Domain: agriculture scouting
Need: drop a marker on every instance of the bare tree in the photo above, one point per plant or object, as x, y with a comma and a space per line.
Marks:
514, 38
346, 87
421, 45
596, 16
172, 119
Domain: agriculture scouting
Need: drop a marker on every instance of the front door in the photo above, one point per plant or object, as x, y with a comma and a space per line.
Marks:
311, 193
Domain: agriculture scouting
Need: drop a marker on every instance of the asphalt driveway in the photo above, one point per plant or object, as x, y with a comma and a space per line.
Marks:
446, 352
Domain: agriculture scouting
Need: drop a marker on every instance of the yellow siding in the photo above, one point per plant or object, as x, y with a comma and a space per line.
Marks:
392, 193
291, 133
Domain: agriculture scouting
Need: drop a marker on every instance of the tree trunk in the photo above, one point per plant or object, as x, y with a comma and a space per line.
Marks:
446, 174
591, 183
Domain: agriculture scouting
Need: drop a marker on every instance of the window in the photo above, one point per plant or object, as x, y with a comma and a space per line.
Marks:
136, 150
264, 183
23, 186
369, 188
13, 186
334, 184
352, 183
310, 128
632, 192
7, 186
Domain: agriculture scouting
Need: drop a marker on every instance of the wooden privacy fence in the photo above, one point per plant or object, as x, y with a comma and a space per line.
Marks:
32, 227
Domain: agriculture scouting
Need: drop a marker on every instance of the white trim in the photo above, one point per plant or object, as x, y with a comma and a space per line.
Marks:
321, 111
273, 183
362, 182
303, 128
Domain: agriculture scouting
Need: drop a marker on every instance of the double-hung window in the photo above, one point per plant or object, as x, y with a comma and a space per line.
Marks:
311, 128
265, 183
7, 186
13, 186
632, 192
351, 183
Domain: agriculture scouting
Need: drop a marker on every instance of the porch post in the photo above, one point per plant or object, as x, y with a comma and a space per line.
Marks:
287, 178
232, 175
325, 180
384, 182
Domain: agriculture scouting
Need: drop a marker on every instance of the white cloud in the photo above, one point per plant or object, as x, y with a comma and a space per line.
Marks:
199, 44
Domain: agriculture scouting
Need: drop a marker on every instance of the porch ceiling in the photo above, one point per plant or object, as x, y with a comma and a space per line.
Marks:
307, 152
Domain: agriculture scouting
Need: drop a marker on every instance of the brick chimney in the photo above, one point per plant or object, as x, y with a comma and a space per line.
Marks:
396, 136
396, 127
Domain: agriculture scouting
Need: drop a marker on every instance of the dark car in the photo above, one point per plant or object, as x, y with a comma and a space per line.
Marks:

══════════

Work to complete:
Each record above needs to be set down again, word for word.

Written reply:
Domain: agriculture scouting
Need: drop a marker on every instance of the bare tree in the photo above, one point per plant or object, as x, y with a comma and a space per line.
Marks:
514, 38
346, 87
421, 45
596, 16
172, 119
Domain: agriculture scouting
Need: drop a marker on every instance of the front door in the photo above, one point per plant or object, as x, y with a comma and a space per line.
Marks:
311, 193
Domain: agriculture scouting
Need: drop a marker on every instance of the asphalt driveway in the photo above, one point per plant or object, as x, y with a comma and a space per line.
Marks:
446, 352
Domain: agriculture scouting
Need: drop a marker on every instance of the yellow siding in the photo above, one point per plant or object, as x, y with a comma and a space per line.
Marks:
392, 193
291, 133
Domain: agriculture scouting
Need: drop a marker on every instance of the tree trunk in the photo above, one point per plant or object, as x, y with a comma and a space per line.
Marks:
446, 174
591, 183
Domain: agriculture scouting
Need: drop a marker on every instance of the window in the photo above, one point per plant or object, as x, y with a comma and a space per line.
Marks:
136, 150
264, 183
23, 186
369, 188
13, 186
334, 184
352, 183
310, 128
632, 192
7, 186
Domain: agriculture scouting
Need: drop a marker on every instance of the wooden privacy fence in the photo above, one point per plant or object, as x, y with a comma and a space per line.
Marks:
32, 227
Domain: agriculture scouting
Need: drop a marker on every instance of the white trim in the photo above, one point per plant or object, as x, y with a comma and a space per line.
Marks:
321, 111
273, 183
362, 182
303, 128
Domain: agriculture scouting
Need: drop a marker on every instance of the double-hung window in the photo above, one point per plant or object, as x, y with a comma and a space per line.
Marks:
311, 128
265, 183
7, 186
13, 186
632, 192
351, 183
Domain: agriculture scouting
Need: drop a marker on every instance of the porch post in the photo above, one point per plant or object, as x, y with a comma and a space per line.
Marks:
287, 178
232, 175
325, 180
384, 182
Domain: agriculture scouting
Need: drop a marker on every instance of the white cloud in the photo above, one point per plant or object, as x, y with a comma and a space per line.
Marks:
199, 44
Domain: agriculture scouting
Need: drop a marker on every instance of the porch ceiling in the photo above, one point per plant or object, as x, y with a comma and a space per line.
Marks:
307, 152
Domain: agriculture scouting
Need: drop a marker on every instance of the brick chimney in the photo above, one point per plant or object, as x, y with a comma and a space per line.
Marks:
396, 136
396, 127
Domain: agriculture scouting
Need: drop a marker on every instance of the dark car in the photo above, one point per plant or object, as x, y with a comma and a space per line.
Marks:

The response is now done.